(Stored data)
↓↓↓
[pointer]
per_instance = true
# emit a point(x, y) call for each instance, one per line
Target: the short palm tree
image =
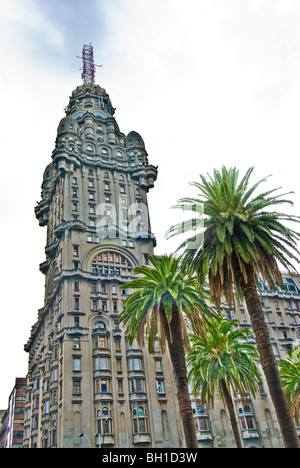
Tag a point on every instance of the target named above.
point(290, 374)
point(163, 300)
point(224, 361)
point(243, 241)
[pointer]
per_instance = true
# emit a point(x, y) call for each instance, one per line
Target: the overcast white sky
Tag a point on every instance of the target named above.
point(205, 83)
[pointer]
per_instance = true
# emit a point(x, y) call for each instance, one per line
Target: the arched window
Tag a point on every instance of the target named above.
point(140, 419)
point(100, 326)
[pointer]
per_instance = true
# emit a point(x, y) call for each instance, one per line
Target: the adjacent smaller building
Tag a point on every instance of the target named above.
point(12, 422)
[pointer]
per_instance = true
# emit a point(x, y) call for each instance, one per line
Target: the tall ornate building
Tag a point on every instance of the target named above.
point(83, 377)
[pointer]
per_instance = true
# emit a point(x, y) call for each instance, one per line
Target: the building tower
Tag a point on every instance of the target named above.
point(83, 377)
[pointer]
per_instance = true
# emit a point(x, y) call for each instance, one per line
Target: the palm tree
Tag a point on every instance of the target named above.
point(290, 374)
point(242, 241)
point(163, 299)
point(222, 361)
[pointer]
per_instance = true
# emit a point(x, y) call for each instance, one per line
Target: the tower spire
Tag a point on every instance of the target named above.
point(89, 70)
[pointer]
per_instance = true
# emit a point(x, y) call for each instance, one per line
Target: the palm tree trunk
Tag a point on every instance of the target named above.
point(233, 420)
point(177, 355)
point(267, 359)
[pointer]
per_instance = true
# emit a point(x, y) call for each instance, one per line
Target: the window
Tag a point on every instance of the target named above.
point(76, 364)
point(76, 343)
point(100, 342)
point(102, 386)
point(76, 387)
point(137, 386)
point(101, 363)
point(134, 364)
point(160, 386)
point(158, 366)
point(104, 421)
point(246, 418)
point(140, 419)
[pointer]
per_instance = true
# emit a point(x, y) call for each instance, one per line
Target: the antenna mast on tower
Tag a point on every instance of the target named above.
point(88, 73)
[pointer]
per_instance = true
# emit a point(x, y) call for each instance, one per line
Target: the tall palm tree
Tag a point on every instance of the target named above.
point(163, 299)
point(224, 361)
point(243, 240)
point(290, 374)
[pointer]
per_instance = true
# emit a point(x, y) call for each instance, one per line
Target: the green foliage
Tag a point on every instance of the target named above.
point(239, 229)
point(225, 354)
point(159, 291)
point(290, 374)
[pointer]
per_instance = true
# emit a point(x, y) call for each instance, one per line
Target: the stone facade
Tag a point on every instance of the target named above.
point(83, 377)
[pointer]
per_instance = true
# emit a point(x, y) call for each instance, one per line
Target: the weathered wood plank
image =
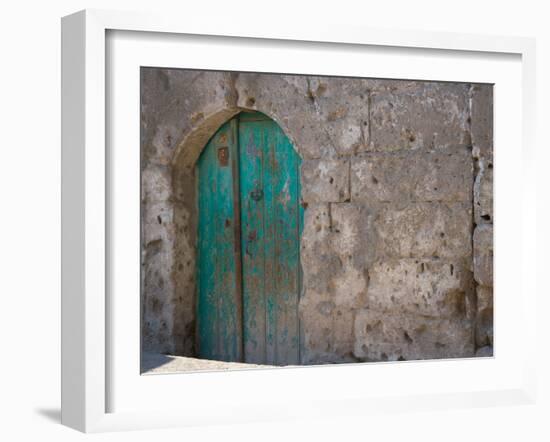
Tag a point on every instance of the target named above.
point(219, 321)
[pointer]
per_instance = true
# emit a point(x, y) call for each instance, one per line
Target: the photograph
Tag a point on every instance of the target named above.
point(296, 220)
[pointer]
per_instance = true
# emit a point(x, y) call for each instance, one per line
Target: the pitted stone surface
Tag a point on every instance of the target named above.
point(484, 319)
point(439, 230)
point(420, 287)
point(482, 120)
point(483, 193)
point(386, 336)
point(325, 181)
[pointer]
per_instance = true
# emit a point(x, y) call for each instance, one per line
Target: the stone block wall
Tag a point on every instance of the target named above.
point(396, 177)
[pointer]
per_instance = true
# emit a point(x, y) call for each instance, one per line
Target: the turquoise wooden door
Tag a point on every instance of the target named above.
point(250, 222)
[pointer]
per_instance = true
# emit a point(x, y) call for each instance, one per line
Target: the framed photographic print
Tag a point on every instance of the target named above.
point(290, 222)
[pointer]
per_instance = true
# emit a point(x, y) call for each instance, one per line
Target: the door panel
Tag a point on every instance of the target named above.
point(219, 318)
point(266, 185)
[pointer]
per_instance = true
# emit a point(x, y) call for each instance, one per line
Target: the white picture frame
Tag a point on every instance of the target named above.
point(89, 334)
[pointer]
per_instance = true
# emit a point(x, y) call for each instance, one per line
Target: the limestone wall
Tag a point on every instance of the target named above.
point(396, 177)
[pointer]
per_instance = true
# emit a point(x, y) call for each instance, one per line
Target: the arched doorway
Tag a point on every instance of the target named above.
point(250, 222)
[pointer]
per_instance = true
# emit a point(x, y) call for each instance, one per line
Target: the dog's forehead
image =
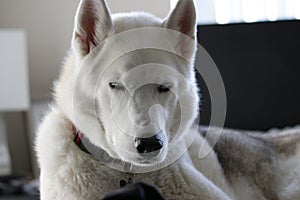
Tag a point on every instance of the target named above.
point(126, 21)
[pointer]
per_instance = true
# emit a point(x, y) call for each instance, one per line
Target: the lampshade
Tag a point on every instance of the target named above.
point(14, 86)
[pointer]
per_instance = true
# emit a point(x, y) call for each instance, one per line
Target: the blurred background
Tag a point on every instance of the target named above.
point(254, 43)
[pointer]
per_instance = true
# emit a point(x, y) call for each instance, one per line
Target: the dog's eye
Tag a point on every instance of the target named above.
point(115, 86)
point(163, 89)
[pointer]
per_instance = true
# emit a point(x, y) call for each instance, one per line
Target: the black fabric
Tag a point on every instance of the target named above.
point(137, 191)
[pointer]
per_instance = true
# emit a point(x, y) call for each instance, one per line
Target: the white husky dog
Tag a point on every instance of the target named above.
point(125, 109)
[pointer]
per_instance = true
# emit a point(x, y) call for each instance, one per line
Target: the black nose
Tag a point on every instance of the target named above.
point(147, 145)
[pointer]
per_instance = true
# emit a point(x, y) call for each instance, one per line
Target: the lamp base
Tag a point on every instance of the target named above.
point(5, 162)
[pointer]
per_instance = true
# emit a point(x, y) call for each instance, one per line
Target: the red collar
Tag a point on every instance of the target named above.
point(78, 136)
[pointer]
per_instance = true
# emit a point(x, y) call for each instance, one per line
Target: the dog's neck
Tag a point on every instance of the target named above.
point(96, 152)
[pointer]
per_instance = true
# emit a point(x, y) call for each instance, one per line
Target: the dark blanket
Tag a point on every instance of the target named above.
point(136, 191)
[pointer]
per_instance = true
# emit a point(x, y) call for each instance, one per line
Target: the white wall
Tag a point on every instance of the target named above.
point(49, 25)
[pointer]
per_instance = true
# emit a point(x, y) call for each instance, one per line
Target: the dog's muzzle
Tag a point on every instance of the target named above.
point(148, 145)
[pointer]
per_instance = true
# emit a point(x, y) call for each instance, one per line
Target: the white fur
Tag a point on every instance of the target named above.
point(84, 99)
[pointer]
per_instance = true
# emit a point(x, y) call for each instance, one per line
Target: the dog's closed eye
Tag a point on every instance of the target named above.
point(116, 86)
point(163, 89)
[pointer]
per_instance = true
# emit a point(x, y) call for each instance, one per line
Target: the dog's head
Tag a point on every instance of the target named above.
point(129, 81)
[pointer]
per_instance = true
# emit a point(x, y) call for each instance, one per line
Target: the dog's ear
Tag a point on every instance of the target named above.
point(183, 18)
point(92, 25)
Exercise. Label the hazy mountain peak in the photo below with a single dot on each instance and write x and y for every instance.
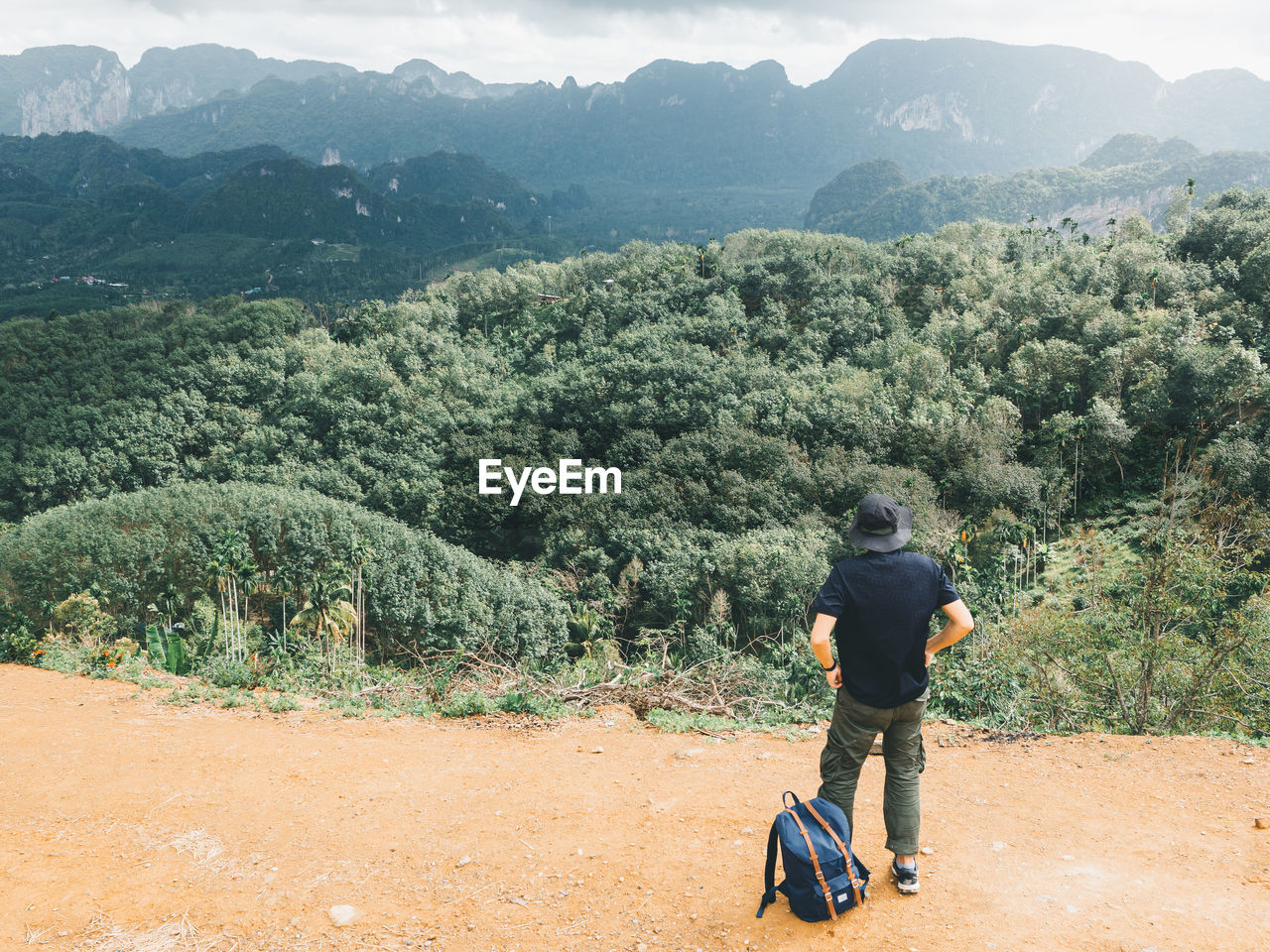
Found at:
(460, 85)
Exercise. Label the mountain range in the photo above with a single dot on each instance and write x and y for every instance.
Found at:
(85, 220)
(942, 105)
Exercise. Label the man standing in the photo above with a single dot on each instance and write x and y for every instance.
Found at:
(879, 606)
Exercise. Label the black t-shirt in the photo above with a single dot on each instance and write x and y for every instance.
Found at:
(884, 602)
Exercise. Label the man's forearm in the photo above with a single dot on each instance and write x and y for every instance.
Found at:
(821, 645)
(949, 635)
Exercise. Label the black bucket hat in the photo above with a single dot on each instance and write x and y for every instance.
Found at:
(881, 525)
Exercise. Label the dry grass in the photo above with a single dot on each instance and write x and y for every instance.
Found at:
(173, 934)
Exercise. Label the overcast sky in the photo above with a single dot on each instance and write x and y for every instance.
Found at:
(532, 40)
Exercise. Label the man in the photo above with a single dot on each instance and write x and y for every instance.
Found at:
(880, 606)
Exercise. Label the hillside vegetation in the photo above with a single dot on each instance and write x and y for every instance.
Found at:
(252, 221)
(1079, 428)
(1130, 175)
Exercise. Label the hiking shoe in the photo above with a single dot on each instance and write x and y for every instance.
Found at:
(906, 878)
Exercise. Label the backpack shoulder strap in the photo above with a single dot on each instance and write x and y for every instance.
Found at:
(816, 865)
(839, 844)
(769, 874)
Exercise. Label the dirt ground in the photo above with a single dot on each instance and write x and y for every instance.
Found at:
(131, 825)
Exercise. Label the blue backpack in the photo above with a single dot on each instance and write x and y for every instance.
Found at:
(822, 878)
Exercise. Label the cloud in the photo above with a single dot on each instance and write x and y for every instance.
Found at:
(530, 40)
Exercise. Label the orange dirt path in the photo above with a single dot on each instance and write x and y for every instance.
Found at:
(128, 824)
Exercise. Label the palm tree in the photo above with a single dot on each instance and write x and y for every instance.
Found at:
(362, 553)
(284, 583)
(327, 613)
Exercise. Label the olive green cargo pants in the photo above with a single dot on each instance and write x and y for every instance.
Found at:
(851, 734)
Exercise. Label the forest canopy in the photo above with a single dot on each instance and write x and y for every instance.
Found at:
(1005, 382)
↑↑↑
ASSIGNMENT
For every line above that has "palm" in it, copy the line.

TASK RESPONSE
Target: the short palm tree
Target: the palm tree
Target: the palm tree trunk
Target: the tall palm tree
Exercise. Label the palm tree in the photo above with a single dot on each instance and write x and y for every instance.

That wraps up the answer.